Requirement – Your task is to output every record exactly as it is given.
:: Available data
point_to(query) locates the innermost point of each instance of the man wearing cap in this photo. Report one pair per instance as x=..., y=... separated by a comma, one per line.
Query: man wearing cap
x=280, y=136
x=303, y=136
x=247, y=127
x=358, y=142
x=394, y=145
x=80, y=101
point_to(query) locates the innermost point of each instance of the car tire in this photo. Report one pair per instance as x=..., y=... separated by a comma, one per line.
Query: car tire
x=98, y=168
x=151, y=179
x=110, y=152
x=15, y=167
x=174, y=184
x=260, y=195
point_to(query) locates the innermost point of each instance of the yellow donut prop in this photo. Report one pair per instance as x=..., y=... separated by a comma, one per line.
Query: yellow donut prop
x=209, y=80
::::
Task response –
point_to(query) locates the innermost point of each instance of the man wearing cap in this photo. Report one pair per instance as x=..., y=... separated by a comma, one per line.
Query: man wearing cap
x=280, y=136
x=303, y=136
x=247, y=127
x=358, y=142
x=394, y=145
x=80, y=101
point_to(query) locates the innermost point of each instance of the car tire in this photo. Report one pair per instance as x=..., y=... separated by a comma, one per line.
Query: car tire
x=98, y=168
x=151, y=179
x=110, y=152
x=15, y=167
x=174, y=184
x=260, y=195
point_to(query) locates the innermost point of each instance of the yellow donut prop in this photo. Report one pair per instance as x=..., y=... separated by a comma, one per line.
Query: yellow donut prop
x=209, y=80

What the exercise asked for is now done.